───── INFORMATION PROVIDED ─────
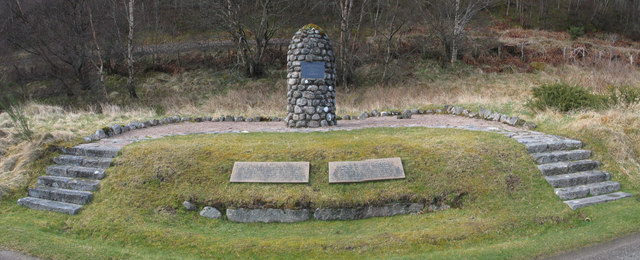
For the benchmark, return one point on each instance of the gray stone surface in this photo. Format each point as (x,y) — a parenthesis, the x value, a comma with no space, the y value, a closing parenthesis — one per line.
(567,167)
(559,156)
(311,95)
(189,206)
(55,206)
(367,170)
(270,172)
(579,178)
(367,212)
(68,183)
(75,172)
(582,191)
(362,116)
(101,134)
(580,203)
(210,212)
(267,215)
(62,195)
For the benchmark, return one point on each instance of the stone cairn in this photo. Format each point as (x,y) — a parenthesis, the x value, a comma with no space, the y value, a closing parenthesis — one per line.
(312,95)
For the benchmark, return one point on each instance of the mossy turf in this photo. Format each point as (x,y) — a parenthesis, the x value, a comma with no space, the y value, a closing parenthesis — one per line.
(197,168)
(509,211)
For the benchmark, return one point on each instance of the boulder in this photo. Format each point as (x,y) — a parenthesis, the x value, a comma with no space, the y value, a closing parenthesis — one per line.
(210,212)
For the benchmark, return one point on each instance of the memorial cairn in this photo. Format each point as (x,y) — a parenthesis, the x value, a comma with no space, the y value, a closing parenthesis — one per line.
(311,79)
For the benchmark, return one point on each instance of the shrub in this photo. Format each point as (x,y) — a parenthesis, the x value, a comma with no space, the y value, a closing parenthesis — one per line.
(575,32)
(564,97)
(624,95)
(16,113)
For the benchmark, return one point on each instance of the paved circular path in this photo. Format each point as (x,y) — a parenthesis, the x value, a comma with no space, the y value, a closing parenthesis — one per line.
(186,128)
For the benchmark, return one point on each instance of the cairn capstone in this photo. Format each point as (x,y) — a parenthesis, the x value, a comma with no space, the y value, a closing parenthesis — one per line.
(311,79)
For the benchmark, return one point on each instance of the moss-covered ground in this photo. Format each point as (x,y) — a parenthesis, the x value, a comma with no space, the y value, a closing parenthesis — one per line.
(501,207)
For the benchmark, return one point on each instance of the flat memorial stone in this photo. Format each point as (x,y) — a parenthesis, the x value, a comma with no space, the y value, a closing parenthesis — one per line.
(270,172)
(312,70)
(367,170)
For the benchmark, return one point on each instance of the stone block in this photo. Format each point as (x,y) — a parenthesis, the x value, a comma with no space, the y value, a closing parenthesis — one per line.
(270,172)
(367,170)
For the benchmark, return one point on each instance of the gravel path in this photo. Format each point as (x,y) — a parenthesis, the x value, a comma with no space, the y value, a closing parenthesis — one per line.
(186,128)
(10,255)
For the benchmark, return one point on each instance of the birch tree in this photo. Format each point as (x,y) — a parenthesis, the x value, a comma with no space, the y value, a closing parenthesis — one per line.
(449,18)
(132,87)
(251,24)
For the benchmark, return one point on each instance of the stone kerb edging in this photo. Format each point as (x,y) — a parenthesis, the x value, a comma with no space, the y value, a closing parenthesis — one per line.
(484,114)
(271,215)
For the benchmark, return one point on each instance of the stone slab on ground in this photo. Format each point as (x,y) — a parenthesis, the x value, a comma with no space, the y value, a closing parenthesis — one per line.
(270,172)
(50,205)
(367,170)
(588,201)
(267,215)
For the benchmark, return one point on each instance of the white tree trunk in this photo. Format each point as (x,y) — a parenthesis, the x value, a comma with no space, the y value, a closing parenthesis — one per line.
(132,90)
(456,29)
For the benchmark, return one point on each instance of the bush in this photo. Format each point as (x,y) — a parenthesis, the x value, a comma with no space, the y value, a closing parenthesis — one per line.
(624,95)
(17,116)
(564,97)
(575,32)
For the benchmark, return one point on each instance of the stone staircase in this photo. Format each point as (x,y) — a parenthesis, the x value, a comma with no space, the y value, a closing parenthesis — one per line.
(69,183)
(575,178)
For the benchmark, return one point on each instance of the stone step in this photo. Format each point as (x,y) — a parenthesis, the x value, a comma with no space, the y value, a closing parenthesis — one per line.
(68,183)
(580,203)
(75,160)
(539,146)
(581,191)
(75,172)
(92,151)
(61,195)
(55,206)
(560,156)
(578,178)
(567,167)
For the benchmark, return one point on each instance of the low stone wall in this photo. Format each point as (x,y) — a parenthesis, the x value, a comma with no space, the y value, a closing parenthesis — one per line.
(485,114)
(273,215)
(367,212)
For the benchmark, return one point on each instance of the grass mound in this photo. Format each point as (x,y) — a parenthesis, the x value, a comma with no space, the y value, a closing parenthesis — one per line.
(509,210)
(197,168)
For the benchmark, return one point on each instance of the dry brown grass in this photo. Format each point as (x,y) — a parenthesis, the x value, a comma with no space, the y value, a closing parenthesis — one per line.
(199,93)
(617,129)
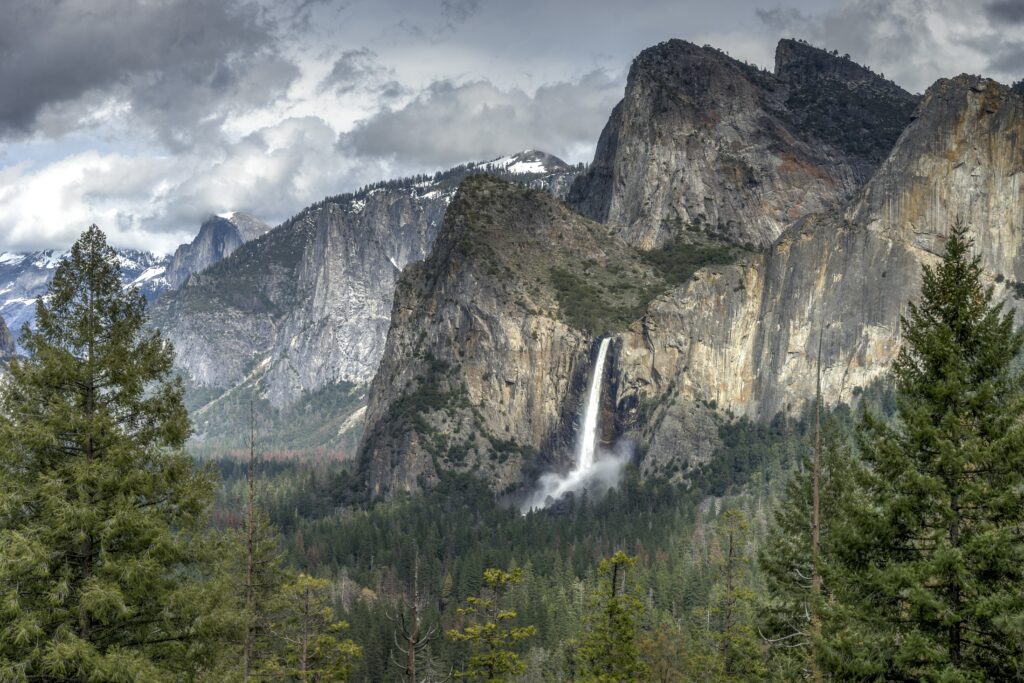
─────
EXERCISE REQUIREMENTS -
Pick out each line in the entries above that contains the word "path", matching case exactly.

ANSWER TO THE EXERCISE -
For the benchmark, return one point on each instance of the paved circular path in this photo. Format each point as (x,y) — a parenthesis, the x value, a comma with no space, the y value, a closing parenthesis — one per line.
For the benchmark, return one point on each instance of the gravel path in this photo. Format each point as (x,y) — a parenthesis, the x value, a comma with no space, the y value, a closing parenthesis — one per line.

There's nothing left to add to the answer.